- **Text segment**
• • •

From the above discussion, we can see that as is the case with any other new technology, there are both merits and demerits of fiber optic sensors. But, what is worth considering here is that the advantages of this technology are much more than its disadvantages and are able to outweigh them. Also, from the demerits which are mentioned here, it is clear that these demerits are bound to wither away as this technology develops and gains more prominence.

2.3 APPLICATIONS IN CIVIL ENGINEERING

Now we come to the discussion of the need and applications of the fiber optic sensors in the field of civil engineering structures. The monitoring of civil structures has a great significance in today’s world. Today, we not only need to construct reliable and strong civil structures, but we also need to monitor these structures in order to ensure their proper functioning and their safety. Also, with the aid of the monitoring of various parameters of the structures, we can get knowledge about state of the building and by using this data, we can in turn plan the maintenance schedule for the structure (Mckinley, 2000). Also, this data can give us an insight into the real behavior of the structure and can thus take make important decisions regarding the optimization of similar structures which are to b e constructed in future.

The maintenance of the structures can be approached in one of the two ways, namely:

  • Material point of view- In this approach, monitoring is concentrated on local properties of the materials which are used in the construction. In this approach, we observe the behavior of the construction materials under the conditions of load, temperature etc. In this approach, short base length sensors are usually utilized. Also, it is possible to get the information about the whole structure with the aid of extrapolation of the data obtained from these sensors.
  • Structural point of view- In this approach of measurement, the structure is viewed from a geometrical point of view. In this approach, long gauge length sensors appear to be the ideal choice. In this approach, we will be able to detect material degradation only if this material degradation has an impact on the form of the structure.

In the recent years most of the research work which has been carried out in field of optic sensors has been in the field of material monitoring rather than structural monitoring. It is also worth mentioning here that, more sensors are required in the case of material monitoring as compared to structural monitoring.

We know that civil engineering requires sensors that can be embedded in the concrete, mortars, steel, rocks, soil, road pavements etc. and can measure various parameters reliably. Also what should be taken into account is that these sensors should be easy to install and should not hamper the construction work or the properties of the structure in any derogatory manner. Also, it is common knowledge that at the sites of civil engineering, there exist the unavoidable conditions of dust, pollution, electromagnetic disturbances and of unskilled labor. Thus, the sensors to be used in these cases need to be rugged, should be inert to harsh environment conditions and should be easy to install and their installation could be carried out by unskilled labor. Along with all these things, it is imperative that these sensors are able to survive a period of at least ten years so that they can allow for a constant monitoring of the aging of the structure. Thus, we see that the fiber optic sensors can prove to be quite handful in civil engineering applications and structures. In the past various kinds of sensors have been used in civil engineering for measuring temperature, pressure, stress, strain etc. And as the optical fiber sensors spread their wings, the civil engineering is bound to gain a lot from these modern sensors (Vurpillot et al., 1998).

• • •

- **Task A**
Filter the rows down to every line that contains the word "circular", and copy each of those lines unchanged.
The rows that come next are unrelated to the passage on fiber optic sensors.

Object location annotation data
• • •

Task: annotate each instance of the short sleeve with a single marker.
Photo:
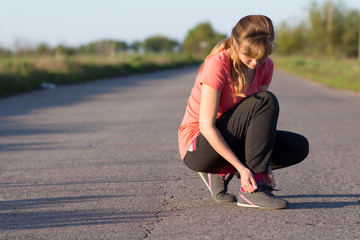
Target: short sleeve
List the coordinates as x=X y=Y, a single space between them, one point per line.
x=269 y=70
x=213 y=73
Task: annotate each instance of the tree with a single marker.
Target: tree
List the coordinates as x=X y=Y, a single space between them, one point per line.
x=291 y=40
x=43 y=49
x=136 y=46
x=160 y=43
x=201 y=39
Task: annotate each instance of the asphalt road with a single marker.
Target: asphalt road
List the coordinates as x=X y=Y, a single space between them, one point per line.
x=100 y=161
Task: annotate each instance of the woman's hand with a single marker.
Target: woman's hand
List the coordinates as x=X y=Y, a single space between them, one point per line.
x=248 y=182
x=269 y=178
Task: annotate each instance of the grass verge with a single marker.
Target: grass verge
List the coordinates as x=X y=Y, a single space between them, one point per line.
x=336 y=73
x=20 y=74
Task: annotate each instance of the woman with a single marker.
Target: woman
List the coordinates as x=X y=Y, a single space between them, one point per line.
x=230 y=121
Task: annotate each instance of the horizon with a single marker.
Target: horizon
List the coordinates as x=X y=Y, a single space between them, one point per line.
x=78 y=23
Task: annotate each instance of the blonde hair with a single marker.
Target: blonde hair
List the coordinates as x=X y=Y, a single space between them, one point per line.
x=255 y=34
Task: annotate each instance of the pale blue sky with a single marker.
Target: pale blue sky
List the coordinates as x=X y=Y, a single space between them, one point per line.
x=75 y=22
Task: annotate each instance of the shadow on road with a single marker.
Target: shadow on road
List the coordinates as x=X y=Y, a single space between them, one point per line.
x=35 y=214
x=332 y=203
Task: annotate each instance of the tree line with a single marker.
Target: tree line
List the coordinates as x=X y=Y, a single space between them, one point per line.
x=199 y=40
x=330 y=29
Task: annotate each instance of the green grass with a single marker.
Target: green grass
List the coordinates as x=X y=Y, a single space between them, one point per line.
x=20 y=74
x=336 y=73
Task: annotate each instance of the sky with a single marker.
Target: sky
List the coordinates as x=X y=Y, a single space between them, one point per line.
x=76 y=22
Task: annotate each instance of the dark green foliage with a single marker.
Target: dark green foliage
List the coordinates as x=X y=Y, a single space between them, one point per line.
x=201 y=40
x=160 y=43
x=319 y=35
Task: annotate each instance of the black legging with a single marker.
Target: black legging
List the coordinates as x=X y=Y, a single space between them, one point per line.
x=250 y=131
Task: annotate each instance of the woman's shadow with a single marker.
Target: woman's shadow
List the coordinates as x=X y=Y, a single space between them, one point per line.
x=347 y=200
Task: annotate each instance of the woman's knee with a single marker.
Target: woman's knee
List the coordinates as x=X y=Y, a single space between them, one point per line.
x=268 y=99
x=290 y=148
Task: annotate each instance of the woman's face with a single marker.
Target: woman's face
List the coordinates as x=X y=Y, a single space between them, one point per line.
x=251 y=63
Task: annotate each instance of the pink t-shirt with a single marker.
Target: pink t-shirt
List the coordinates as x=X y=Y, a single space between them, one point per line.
x=216 y=73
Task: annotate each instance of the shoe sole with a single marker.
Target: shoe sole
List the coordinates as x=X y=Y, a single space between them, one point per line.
x=212 y=195
x=258 y=207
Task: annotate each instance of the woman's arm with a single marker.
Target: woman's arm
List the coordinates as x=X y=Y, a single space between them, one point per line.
x=264 y=87
x=208 y=111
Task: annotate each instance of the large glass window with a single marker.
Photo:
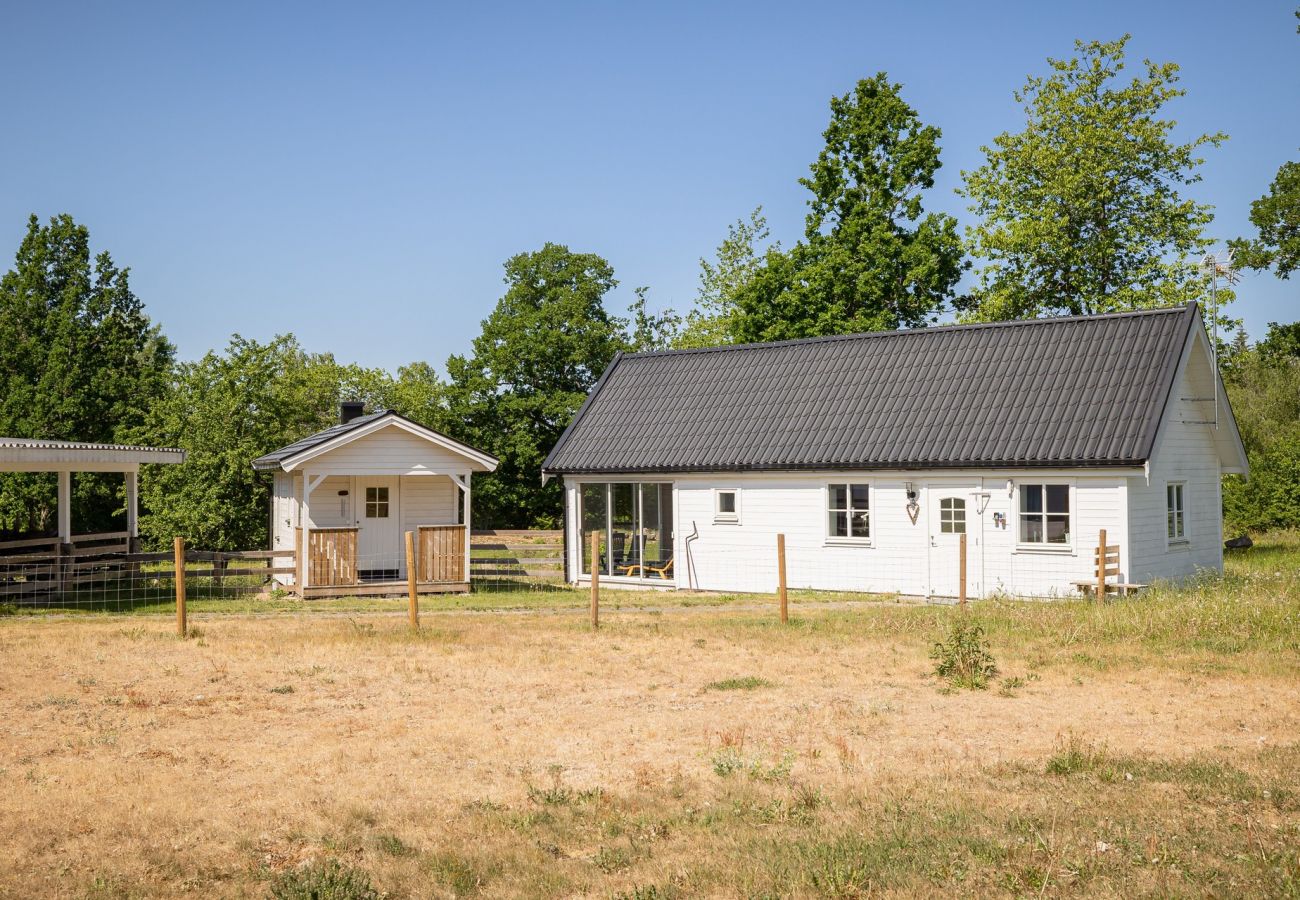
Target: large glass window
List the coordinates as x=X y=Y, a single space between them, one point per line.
x=635 y=526
x=1045 y=514
x=849 y=509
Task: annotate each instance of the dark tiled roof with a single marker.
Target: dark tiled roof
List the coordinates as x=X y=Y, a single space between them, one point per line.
x=1082 y=390
x=272 y=461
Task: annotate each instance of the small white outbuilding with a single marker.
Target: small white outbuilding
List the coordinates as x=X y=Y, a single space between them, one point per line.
x=876 y=455
x=345 y=497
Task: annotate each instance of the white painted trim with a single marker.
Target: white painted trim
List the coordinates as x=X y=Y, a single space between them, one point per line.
x=489 y=463
x=1021 y=546
x=830 y=540
x=726 y=518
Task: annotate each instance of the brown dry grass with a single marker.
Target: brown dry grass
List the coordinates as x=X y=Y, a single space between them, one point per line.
x=523 y=756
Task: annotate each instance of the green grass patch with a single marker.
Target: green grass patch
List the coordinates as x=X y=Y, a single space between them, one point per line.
x=742 y=683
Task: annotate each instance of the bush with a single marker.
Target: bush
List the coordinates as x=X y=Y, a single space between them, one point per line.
x=323 y=881
x=963 y=658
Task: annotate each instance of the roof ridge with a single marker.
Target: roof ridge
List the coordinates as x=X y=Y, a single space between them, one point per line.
x=928 y=329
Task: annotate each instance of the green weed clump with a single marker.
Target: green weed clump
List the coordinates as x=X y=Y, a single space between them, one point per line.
x=962 y=658
x=324 y=881
x=746 y=683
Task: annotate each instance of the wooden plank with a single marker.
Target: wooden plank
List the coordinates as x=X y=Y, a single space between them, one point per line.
x=384 y=589
x=441 y=553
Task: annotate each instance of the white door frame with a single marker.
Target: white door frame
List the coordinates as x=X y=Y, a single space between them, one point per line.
x=371 y=548
x=971 y=492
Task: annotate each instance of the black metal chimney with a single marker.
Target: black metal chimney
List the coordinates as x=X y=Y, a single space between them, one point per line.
x=350 y=410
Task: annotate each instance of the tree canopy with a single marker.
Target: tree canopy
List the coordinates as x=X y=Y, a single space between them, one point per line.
x=79 y=360
x=1082 y=211
x=871 y=258
x=532 y=366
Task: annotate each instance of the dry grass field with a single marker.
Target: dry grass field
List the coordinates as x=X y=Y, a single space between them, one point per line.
x=1144 y=748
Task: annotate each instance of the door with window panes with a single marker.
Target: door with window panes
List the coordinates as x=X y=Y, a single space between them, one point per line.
x=952 y=514
x=378 y=540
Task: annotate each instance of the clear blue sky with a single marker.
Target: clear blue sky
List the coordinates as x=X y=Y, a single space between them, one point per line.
x=358 y=173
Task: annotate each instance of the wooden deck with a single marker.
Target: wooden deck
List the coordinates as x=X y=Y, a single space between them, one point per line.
x=394 y=588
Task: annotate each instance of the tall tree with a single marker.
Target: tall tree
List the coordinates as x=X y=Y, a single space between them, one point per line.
x=230 y=407
x=1277 y=216
x=1080 y=211
x=79 y=360
x=538 y=354
x=871 y=258
x=713 y=321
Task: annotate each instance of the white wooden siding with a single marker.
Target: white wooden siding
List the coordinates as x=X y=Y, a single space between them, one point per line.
x=1187 y=453
x=391 y=450
x=742 y=557
x=428 y=500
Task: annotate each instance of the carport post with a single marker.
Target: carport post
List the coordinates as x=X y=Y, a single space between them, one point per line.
x=780 y=578
x=411 y=582
x=596 y=580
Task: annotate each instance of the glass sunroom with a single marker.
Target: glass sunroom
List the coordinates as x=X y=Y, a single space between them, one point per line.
x=635 y=523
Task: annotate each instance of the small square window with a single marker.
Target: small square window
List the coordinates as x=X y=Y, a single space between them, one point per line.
x=1175 y=526
x=727 y=506
x=376 y=502
x=848 y=511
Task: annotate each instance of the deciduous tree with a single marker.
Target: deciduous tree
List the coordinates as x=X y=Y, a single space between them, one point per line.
x=540 y=351
x=79 y=360
x=1083 y=211
x=871 y=258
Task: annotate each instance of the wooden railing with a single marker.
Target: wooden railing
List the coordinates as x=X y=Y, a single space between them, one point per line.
x=330 y=558
x=441 y=553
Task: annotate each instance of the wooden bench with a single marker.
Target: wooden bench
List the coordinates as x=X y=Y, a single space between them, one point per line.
x=1105 y=559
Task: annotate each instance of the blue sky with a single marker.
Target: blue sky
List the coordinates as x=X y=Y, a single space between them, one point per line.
x=358 y=173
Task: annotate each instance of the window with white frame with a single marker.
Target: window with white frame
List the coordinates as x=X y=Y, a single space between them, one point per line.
x=1045 y=514
x=727 y=506
x=849 y=511
x=376 y=502
x=952 y=515
x=1175 y=526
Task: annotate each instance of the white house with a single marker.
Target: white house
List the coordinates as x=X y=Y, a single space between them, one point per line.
x=875 y=453
x=345 y=497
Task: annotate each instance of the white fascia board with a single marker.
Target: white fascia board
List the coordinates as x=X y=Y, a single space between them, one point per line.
x=488 y=463
x=898 y=474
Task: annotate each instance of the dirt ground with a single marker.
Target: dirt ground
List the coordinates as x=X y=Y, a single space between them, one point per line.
x=135 y=764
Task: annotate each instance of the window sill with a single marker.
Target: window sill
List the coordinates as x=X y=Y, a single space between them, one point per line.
x=849 y=541
x=1060 y=549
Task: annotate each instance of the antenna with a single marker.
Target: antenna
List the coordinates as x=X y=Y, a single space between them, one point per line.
x=1217 y=265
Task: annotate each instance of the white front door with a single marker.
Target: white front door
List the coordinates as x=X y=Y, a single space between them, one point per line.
x=378 y=540
x=950 y=513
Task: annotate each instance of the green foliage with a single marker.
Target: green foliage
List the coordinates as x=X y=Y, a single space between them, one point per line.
x=714 y=320
x=79 y=360
x=1264 y=386
x=323 y=881
x=1277 y=216
x=537 y=357
x=228 y=409
x=1082 y=211
x=746 y=683
x=870 y=259
x=962 y=657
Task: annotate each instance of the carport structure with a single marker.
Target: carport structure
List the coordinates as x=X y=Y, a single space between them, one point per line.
x=21 y=454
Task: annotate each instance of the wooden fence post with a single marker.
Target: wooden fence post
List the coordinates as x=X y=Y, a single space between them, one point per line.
x=596 y=579
x=180 y=587
x=1101 y=566
x=411 y=580
x=780 y=578
x=961 y=571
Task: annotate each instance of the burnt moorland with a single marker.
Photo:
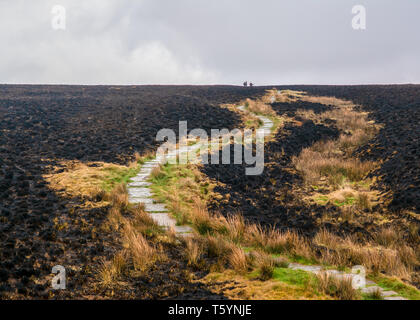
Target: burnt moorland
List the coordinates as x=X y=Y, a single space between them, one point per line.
x=275 y=197
x=42 y=125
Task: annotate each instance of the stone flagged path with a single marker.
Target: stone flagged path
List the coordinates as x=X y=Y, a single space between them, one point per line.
x=371 y=286
x=139 y=192
x=139 y=188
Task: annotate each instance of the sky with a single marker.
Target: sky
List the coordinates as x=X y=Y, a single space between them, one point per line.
x=267 y=42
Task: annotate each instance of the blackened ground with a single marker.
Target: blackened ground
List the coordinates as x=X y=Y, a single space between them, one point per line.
x=397 y=107
x=42 y=124
x=272 y=198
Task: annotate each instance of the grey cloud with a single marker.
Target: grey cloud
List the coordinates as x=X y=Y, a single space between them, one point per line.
x=200 y=42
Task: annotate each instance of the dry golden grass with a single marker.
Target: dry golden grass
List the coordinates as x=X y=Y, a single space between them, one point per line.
x=111 y=271
x=328 y=101
x=193 y=251
x=238 y=287
x=142 y=254
x=340 y=288
x=157 y=172
x=399 y=261
x=315 y=165
x=81 y=180
x=119 y=196
x=259 y=107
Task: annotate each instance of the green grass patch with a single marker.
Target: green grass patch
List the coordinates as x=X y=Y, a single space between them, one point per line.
x=294 y=277
x=115 y=176
x=396 y=285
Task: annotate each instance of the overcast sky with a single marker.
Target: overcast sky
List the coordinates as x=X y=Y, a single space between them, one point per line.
x=209 y=42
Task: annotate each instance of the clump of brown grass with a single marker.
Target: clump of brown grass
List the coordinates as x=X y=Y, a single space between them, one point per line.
x=363 y=201
x=193 y=252
x=236 y=227
x=348 y=252
x=275 y=241
x=115 y=219
x=143 y=222
x=259 y=107
x=334 y=286
x=387 y=237
x=143 y=255
x=264 y=263
x=110 y=271
x=119 y=196
x=315 y=165
x=217 y=247
x=238 y=260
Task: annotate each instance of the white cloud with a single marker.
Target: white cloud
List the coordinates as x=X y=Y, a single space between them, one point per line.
x=197 y=42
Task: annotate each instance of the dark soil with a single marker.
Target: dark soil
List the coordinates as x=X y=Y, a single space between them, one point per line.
x=40 y=125
x=397 y=107
x=274 y=198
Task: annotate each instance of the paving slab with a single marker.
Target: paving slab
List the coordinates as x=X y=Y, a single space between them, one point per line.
x=139 y=192
x=163 y=220
x=155 y=207
x=142 y=200
x=369 y=290
x=139 y=184
x=389 y=293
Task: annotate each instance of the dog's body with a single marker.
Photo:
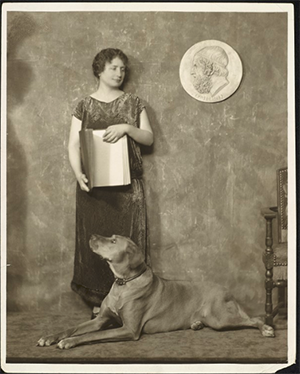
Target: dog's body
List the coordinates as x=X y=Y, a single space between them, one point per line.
x=141 y=302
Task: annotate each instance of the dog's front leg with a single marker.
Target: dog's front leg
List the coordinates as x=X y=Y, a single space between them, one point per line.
x=113 y=335
x=83 y=328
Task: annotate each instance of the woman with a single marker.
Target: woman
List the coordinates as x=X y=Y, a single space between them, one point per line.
x=108 y=210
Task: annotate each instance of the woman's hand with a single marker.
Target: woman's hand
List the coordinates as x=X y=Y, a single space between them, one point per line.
x=115 y=132
x=82 y=180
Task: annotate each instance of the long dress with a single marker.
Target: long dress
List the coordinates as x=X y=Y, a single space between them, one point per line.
x=107 y=211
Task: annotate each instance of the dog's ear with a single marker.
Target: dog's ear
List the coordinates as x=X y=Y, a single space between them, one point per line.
x=135 y=255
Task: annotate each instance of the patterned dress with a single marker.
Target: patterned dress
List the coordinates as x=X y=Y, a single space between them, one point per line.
x=107 y=211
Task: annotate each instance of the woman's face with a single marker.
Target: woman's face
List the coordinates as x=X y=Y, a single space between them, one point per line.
x=113 y=74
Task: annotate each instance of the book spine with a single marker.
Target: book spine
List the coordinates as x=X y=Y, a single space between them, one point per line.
x=87 y=154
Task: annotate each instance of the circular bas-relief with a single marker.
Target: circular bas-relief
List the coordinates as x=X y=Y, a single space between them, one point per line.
x=210 y=71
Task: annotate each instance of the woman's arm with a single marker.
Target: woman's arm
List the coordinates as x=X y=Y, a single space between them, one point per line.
x=74 y=153
x=142 y=135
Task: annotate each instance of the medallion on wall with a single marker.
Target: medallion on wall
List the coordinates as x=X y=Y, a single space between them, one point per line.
x=210 y=71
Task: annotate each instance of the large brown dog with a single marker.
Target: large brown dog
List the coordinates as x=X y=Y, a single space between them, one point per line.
x=141 y=302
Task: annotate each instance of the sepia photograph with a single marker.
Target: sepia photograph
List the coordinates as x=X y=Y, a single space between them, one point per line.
x=148 y=188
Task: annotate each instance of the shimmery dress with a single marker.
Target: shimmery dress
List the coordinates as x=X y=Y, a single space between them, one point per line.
x=106 y=211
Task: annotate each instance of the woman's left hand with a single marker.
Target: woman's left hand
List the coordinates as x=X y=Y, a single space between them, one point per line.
x=114 y=133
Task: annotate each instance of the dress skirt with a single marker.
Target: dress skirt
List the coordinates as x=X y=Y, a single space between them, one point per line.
x=105 y=211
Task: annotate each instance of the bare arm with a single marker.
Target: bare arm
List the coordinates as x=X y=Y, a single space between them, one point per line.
x=74 y=153
x=142 y=135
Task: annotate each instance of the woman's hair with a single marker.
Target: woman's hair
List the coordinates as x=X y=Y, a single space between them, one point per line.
x=107 y=55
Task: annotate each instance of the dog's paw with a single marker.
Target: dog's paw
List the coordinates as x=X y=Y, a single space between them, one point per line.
x=47 y=341
x=67 y=343
x=197 y=325
x=268 y=331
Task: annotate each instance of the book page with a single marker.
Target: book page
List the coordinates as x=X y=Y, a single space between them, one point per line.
x=111 y=161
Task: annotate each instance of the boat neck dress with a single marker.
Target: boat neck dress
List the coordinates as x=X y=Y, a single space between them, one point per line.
x=106 y=211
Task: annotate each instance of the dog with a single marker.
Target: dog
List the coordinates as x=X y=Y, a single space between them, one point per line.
x=141 y=302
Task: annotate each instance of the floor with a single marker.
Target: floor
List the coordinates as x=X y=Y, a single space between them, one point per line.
x=204 y=346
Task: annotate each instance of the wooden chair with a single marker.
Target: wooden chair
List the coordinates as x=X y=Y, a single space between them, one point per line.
x=275 y=255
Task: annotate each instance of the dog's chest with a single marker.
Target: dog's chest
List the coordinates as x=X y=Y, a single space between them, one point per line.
x=115 y=299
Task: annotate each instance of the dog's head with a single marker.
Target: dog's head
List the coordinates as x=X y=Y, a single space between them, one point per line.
x=121 y=253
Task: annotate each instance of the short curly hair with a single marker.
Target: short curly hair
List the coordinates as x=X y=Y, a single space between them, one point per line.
x=107 y=55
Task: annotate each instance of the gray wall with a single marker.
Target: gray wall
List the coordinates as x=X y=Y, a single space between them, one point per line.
x=212 y=168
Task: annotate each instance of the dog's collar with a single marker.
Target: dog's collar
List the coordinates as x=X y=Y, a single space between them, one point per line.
x=123 y=281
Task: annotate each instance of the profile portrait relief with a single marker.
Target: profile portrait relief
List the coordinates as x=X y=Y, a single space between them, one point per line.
x=210 y=71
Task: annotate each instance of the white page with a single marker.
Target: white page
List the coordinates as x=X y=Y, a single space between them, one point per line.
x=108 y=158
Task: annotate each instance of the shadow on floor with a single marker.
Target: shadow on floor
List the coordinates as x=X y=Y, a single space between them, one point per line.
x=204 y=346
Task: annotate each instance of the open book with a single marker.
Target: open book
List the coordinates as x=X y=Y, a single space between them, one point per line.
x=105 y=164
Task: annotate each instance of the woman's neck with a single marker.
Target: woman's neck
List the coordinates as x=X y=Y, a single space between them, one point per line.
x=105 y=93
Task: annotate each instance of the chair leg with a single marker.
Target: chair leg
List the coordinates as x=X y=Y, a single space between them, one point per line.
x=268 y=260
x=269 y=301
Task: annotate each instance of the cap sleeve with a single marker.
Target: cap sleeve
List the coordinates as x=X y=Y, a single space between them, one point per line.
x=78 y=111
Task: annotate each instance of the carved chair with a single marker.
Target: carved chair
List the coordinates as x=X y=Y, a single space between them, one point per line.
x=275 y=255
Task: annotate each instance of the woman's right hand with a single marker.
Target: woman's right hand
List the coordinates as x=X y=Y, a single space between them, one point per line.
x=82 y=180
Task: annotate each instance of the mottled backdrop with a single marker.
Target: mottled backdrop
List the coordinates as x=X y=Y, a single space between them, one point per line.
x=211 y=169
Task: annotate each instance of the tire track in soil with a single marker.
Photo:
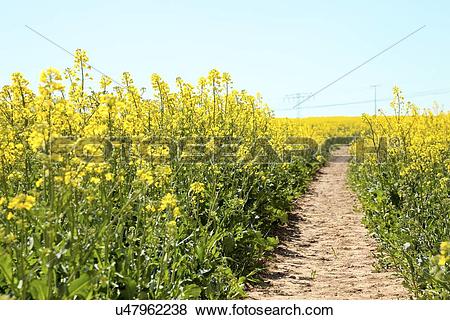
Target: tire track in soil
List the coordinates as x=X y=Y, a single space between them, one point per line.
x=325 y=252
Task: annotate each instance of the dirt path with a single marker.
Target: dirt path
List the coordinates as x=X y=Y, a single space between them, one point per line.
x=325 y=252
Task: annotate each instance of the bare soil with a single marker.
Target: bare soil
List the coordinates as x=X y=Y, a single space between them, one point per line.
x=325 y=251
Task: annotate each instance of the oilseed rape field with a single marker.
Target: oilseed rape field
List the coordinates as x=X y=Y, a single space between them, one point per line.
x=108 y=194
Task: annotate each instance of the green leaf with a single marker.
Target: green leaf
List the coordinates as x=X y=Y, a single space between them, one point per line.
x=6 y=267
x=191 y=291
x=39 y=289
x=80 y=287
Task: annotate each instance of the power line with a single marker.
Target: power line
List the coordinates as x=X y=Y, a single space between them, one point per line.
x=359 y=66
x=68 y=52
x=430 y=92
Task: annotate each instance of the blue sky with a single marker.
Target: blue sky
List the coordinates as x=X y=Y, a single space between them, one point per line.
x=274 y=47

• • •

- **Task B**
Proceed with the passage on fiber optic sensors, writing on from its final sentence.

- **Exercise result A**
Task: annotate each instance of the circular bas-relief with a single marker.
Target: circular bas-relief

- **Exercise result B**
Chapter 3: LITERATURE REVIEW ON FIBER OPTIC SENSORS

Fiber optic sensors are of many kinds, but they can be broadly classified into two types, namely, extrinsic fiber optic sensors and intrinsic fiber optic sensors. There is a great deal of difference between these two types of fiber optic sensors and this difference is discussed in detail below.

3.1 EXTRINSIC FIBER OPTIC SENSORS

This type of fiber optic sensor is also known as hybrid fiber optic sensor.

As we can see in the figure above that there is a black box and an input fiber enters into this black box. And from this input fiber, information is impressed upon light beam. There can be various ways by which the information can be impressed upon. Usually this information is impressed upon the light beam in terms of frequency or polarization. This light which then posses the information is carried away by the optical fiber. The optical fiber now goes to an electronic processor. (Vurpillot et al., 1998) Here, in the electronic processor the information which is brought along by the fiber is processed. Though we can have separate input fiber and output fiber, but in some cases it is preferred to have the same fiber as the input fiber and the output fiber.

3.2 INTRINSIC FIBER OPTIC SENSORS

Intrinsic fiber optic sensors Extrinsic fiber optic sensors
In this sensor, the fiber itself acts as the sensor medium In this sensor, the fiber does not act as the sensor medium. It merely acts as a light delivery and collection system
In this fiber optic sensor, the light never leaves the medium and always stays inside the medium In this fiber optic sensor, the light leaves the medium, then it is altered in some way and is collected by another fiber.

3.3 INTENSITY BASED FIBER OPTIC SENSORS

While there exist various kinds of fiber optic sensors today, but the most common of these sensors is the hybrid type fiber optic sensor which depends upon intensity modulation in order to carry out the measurements (Zako et al., 1995)

The functioning of this fiber optic sensor is quite simple. In this fiber optic sensor, light enters from one side. And when this light exits from the other side, it exits in the form of a cone and the angle of this cone depends on two parameters. The two parameters upon which the angle of this cone depends are:

  • Firstly, it depends on the index of refraction of the core
  • Secondly, it depends on the cladding of the optical fiber

Also, the amount of light captured by the second optic fiber depends on a number of factors.

The prominent factors on which the amount of light captured depend are:

  • It depends on the acceptance angle
  • It also depends on the distance “d” between the optical fibers

Another type of fiber optic sensor is the flexible mounted mirror sensor. The important characteristics of this sensor are:

  • In this case, a mirror is mounted which is used to respond to external parameters such as pressure.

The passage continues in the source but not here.